_SHORT EXERCISE_
Write out every line of the material below word for word, leaving the pictures out of your answer.

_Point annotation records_
* start *

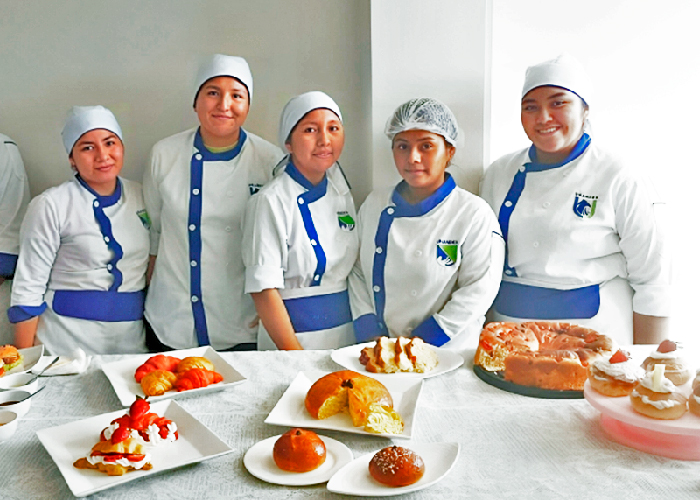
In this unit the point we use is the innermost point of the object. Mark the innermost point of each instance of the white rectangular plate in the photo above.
(349, 357)
(121, 375)
(290, 409)
(354, 478)
(69, 442)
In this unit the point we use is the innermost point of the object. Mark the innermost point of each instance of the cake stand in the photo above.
(679, 439)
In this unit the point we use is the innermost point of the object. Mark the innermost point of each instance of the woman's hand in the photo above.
(275, 319)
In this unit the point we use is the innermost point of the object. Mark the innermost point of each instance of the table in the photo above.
(511, 446)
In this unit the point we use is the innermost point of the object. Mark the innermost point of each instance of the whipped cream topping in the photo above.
(664, 403)
(665, 384)
(627, 371)
(676, 354)
(113, 427)
(153, 433)
(100, 459)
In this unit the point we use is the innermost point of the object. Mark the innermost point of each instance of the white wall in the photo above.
(642, 57)
(139, 59)
(434, 49)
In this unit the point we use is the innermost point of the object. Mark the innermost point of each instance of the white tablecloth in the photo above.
(511, 446)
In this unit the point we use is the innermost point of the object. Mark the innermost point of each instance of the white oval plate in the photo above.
(354, 478)
(259, 462)
(349, 357)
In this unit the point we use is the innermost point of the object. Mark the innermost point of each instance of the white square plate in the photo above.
(121, 375)
(259, 462)
(354, 478)
(290, 409)
(349, 357)
(69, 442)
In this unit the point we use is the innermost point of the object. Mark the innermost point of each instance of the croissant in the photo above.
(158, 362)
(157, 382)
(194, 362)
(196, 378)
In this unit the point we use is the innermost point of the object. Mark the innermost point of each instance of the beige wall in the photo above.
(139, 59)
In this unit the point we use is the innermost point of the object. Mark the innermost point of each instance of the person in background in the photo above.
(195, 188)
(14, 198)
(300, 239)
(583, 241)
(83, 252)
(431, 253)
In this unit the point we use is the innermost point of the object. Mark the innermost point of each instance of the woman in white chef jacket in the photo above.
(83, 251)
(14, 198)
(300, 239)
(431, 253)
(196, 188)
(583, 244)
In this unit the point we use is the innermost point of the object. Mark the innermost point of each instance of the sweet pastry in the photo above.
(349, 391)
(383, 420)
(399, 355)
(396, 466)
(299, 450)
(157, 362)
(195, 378)
(11, 358)
(670, 354)
(158, 382)
(548, 355)
(116, 459)
(141, 424)
(694, 402)
(657, 397)
(616, 376)
(194, 362)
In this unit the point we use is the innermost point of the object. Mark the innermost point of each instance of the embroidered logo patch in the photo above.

* end *

_WRITTEN REPLY_
In this unit the point we use is the innermost point of the object. Mark the innermost point of each instance of the white rectangular plate in the photo above.
(349, 357)
(121, 375)
(290, 409)
(354, 478)
(69, 442)
In this unit the point we use is the innermost point of the object. Mark the innermost point of each instance of the cake stand in the photo above.
(679, 439)
In this unit the point we use is the innermost point of the object. Mark the innermost point of each instance of the woman's hand in the photo above.
(275, 319)
In this unit the point we use is the innermost point of the object. Mark the innermost point of each instance of the table in the photo above.
(511, 446)
In this unit the point we use is the innermost point of the object. Mark the innermost point of each instance of the whipped cream topping in the photo above.
(664, 403)
(665, 384)
(627, 371)
(676, 354)
(113, 427)
(153, 433)
(100, 459)
In this unit the point we use is the innermost point of the object. Mark the innermost point of each instance of the white wall in the photo above.
(642, 57)
(139, 59)
(434, 49)
In this unit the point we use is the innermost point of the object. Mark the innermost point of each instance of the white tablecloth in the photo above.
(511, 446)
In this unit the point we use is the innermost point of the object. Mark the innermost point of each instance of the white oval plate in the photo above.
(354, 478)
(259, 462)
(349, 357)
In this unit the point we use is the innermost point of the object. Mark the innermost point of each instance of the white square plate in the photo above.
(121, 375)
(259, 462)
(354, 478)
(290, 409)
(349, 357)
(69, 442)
In this unit the point we use is the innermost point of the object. Mark the innermost point of each instance of the croissant in the photo above.
(158, 362)
(157, 382)
(194, 362)
(196, 378)
In this unit the point we use is the innermost point of the object. Mark the innermost point of each instance of the beige wall in the photo above.
(139, 59)
In this unit the point we use is the innermost point of the object. Mark the innermost point of each instance of the person in background in the photo above.
(195, 188)
(14, 198)
(300, 239)
(583, 241)
(83, 252)
(431, 253)
In this unit the point we use is the innermost point of the object. Mark the innermost point of each instance of the woman in white chef jacket in the photo above.
(83, 251)
(14, 198)
(300, 239)
(431, 253)
(196, 188)
(583, 244)
In this unit the point we use is the innermost point of the object. Mark the innermost point of each instance of the sweet pastry in the photo above.
(349, 391)
(383, 420)
(399, 355)
(396, 466)
(299, 450)
(157, 362)
(195, 378)
(11, 358)
(670, 354)
(158, 382)
(548, 355)
(116, 459)
(141, 424)
(694, 402)
(657, 397)
(616, 376)
(194, 362)
In this unit the point we use is the innermost point of the object. Mark the innermost point of each instance of the embroidered logo patch in the photo above.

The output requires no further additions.